- DOCUMENT SEGMENT
#####
Dutch diplomat says family treatment of adopted daughter is misrepresented
The Associated Press
AMSTERDAM, Netherlands: A Dutch diplomat vilified in the Asian press and accused of having "returned" his South Korean-born daughter seven years after adopting her as an infant, said his family's situation has been misrepresented.
In a statement published by Dutch newspaper De Telegraaf, Raymond Poeteray — a Hong Kong-based Consul — said his daughter was "very sick," and suffers from a "severe form of fear of emotional attachment."
"In contrast to what has been written, we don't want to be rid of our daughter and there's no suggestion we would disown her, right up until today. We are (her) parents and we feel responsible for her well-being and we always will."
She had been handed over to social services in Hong Kong on the advice of doctors. "Although the specialists think now that (she) may not be returned to us, we continue to hope," he wrote.
#####
- DATA SECTION
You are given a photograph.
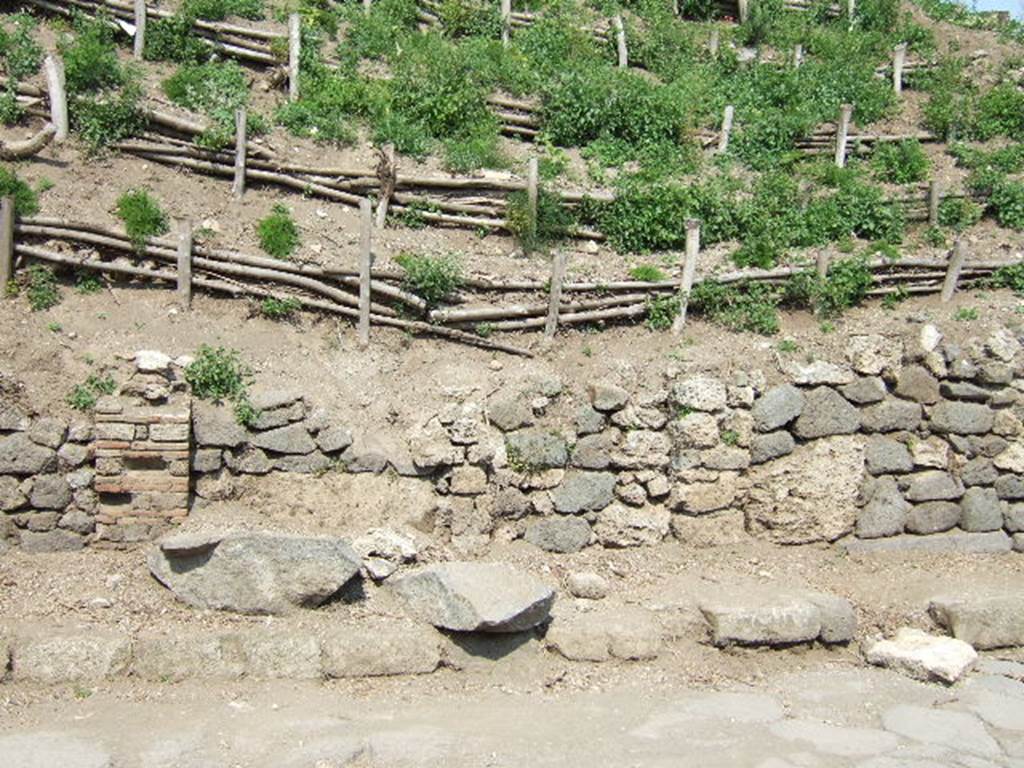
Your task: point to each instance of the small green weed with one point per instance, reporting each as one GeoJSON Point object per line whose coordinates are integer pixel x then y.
#####
- PROBLEM 1
Answer these questions about the article on the Dutch diplomat, one line each.
(a) Which newspaper published Raymond Poeteray's statement?
(b) In what country was his daughter born?
(c) To whom was the daughter handed over, and on whose advice?
- PROBLEM 2
Rewrite the article on the Dutch diplomat from "Dutch diplomat says" up to and including "has been misrepresented.", putting "international press" in place of "Asian press".

- EXPECTED ANSWER 1
(a) De Telegraaf
(b) South Korea
(c) To social services in Hong Kong, on the advice of doctors

- EXPECTED ANSWER 2
Dutch diplomat says family treatment of adopted daughter is misrepresented
The Associated Press
AMSTERDAM, Netherlands: A Dutch diplomat vilified in the international press and accused of having "returned" his South Korean-born daughter seven years after adopting her as an infant, said his family's situation has been misrepresented.